Aangeleverde tekst >>
Leerdoelen onderzoekend
handelen (KT5)
Werkgroep 1
De student heeft een begrip van wat ‘denken’ is:
spontaniteit, beperkingen in controle en bijvangst, waarheid, interpretatie, vertekening, biases
(selectief waarnemen), het verschil tussen brain en mind & false consensus effect
Denken: Een gestructureerd proces van verschillende signalen en impulsen, waarna je gedachtes kan
krijgen en deze kan uitvoeren.
Spontaniteit: Je komt vrijwillig, zonder dwang, en zonder dat het moet in beweging.
Beperkingen in controle: grenzen hebben bij wat je mag denken, door iets of iemand.
Bijvangst: iets ervaren wat er helemaal niet is.
Waarheid: het in overeenstemming zijn met de werkelijkheid
Vertekening: een onjuiste weergave van wat er in de werkelijkheid gebeurd is.
Biases (selectief waarnemen): dat we maar een deel van de werkelijkheid kunnen waarnemen.
Brain en mind: brain zijn je hersenen (het orgaan) en mind zijn je gedachtes (niet aan te wijzen).
False consensus effect: de aanname van groepsleden dat persoonlijke overtuigingen en gedragingen
representatief zijn voor de opvattingen die de andere groepsleden er op na houden.
Werkgroep 2
De student kan de volgende denkwijzen benoemen en herkennen: technisch analytisch denken,
empathisch denken, irrationeel denken, type 1 en type 2 denken.

Uit te voeren taken >>
1. Welke denkwijzen moet de student volgens de tekst over leerdoelen bij Werkgroep 2 kunnen benoemen en herkennen? Noem ze allemaal.
2. Hoe omschrijft de tekst over leerdoelen het begrip "bijvangst"?
3. Breid de tekst over leerdoelen uit door verder te schrijven na de laatste zin.
Het materiaal staat los van de tekst.

Gegevensblok >>

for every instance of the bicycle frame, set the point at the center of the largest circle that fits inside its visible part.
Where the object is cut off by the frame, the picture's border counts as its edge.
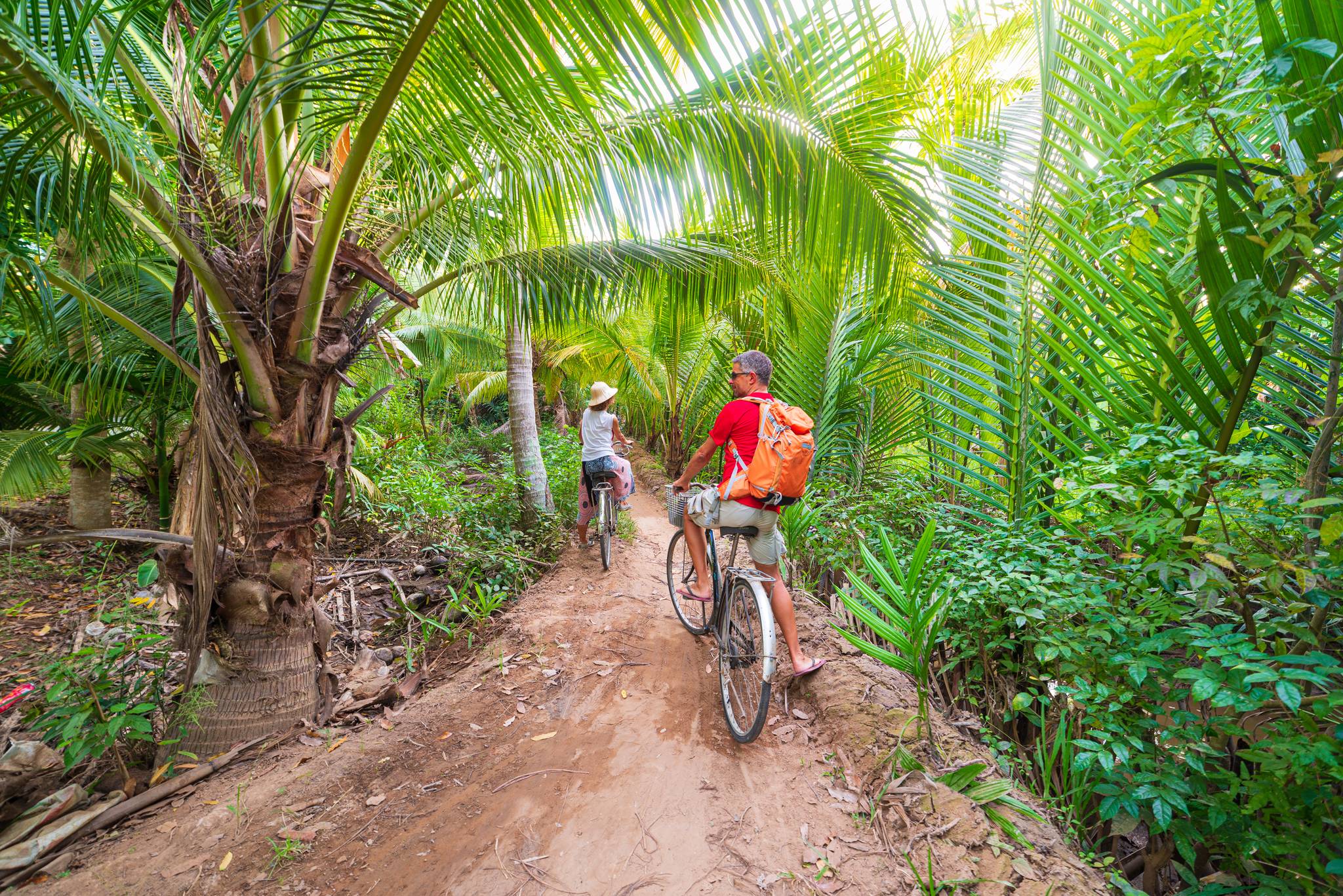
(717, 619)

Resultaten per taak >>
1. Technisch analytisch denken, empathisch denken, irrationeel denken, type 1 denken en type 2 denken.

2. Als iets ervaren wat er helemaal niet is.

3.
Technisch analytisch denken: het houdt in dat je probleemoplossend kunt nadenken door een
probleem of vraagstuk vanuit verschillende invalshoeken te bekijken. Ook kun je snel hoofd- en
bijzaken onderscheiden. wiskunde som.
Empathisch denken: empathie is het vermogen om je in te leven in de gevoelens of gedachten van
andere mensen. Empathisch vermogen is een vorm van sensitiviteit of inlevingsvermogen. iemand
helpen die van de fiets is gevallen.
Irrationeel denken: besluit- en ideevorming die niet op logische redeneringen is gebaseerd. Hierbij
vindt ideevorming en handelen niet plaats op basis van feiten en kennis, maar meestal op basis van
, gevoelens, meningen of ervaringen. Irrationaliteit wordt dan ook vaak gezien als een gebrek aan
objectiviteit. je baas stom vinden, omdat hij jou altijd rot klusjes geeft.
Type 1 en type 2 denken:
Systeem 1: fast thinking snel nadenken over informatie, hierdoor zie je sneller
dingen over het hoofd. Je volgt je intuïtie. Vb. gelijk in conclusies denken.
Systeem 2: slow thinking langer nadenken over informatie, hierdoor zie je minder
snel dingen over het hoofd. Maar hiervoor moet je je meer inspannen en langer over
dingen nadenken dan dat je misschien eigenlijk wil. Vb. puzzels maken.
De student weet wat priming is en kan dit herkennen.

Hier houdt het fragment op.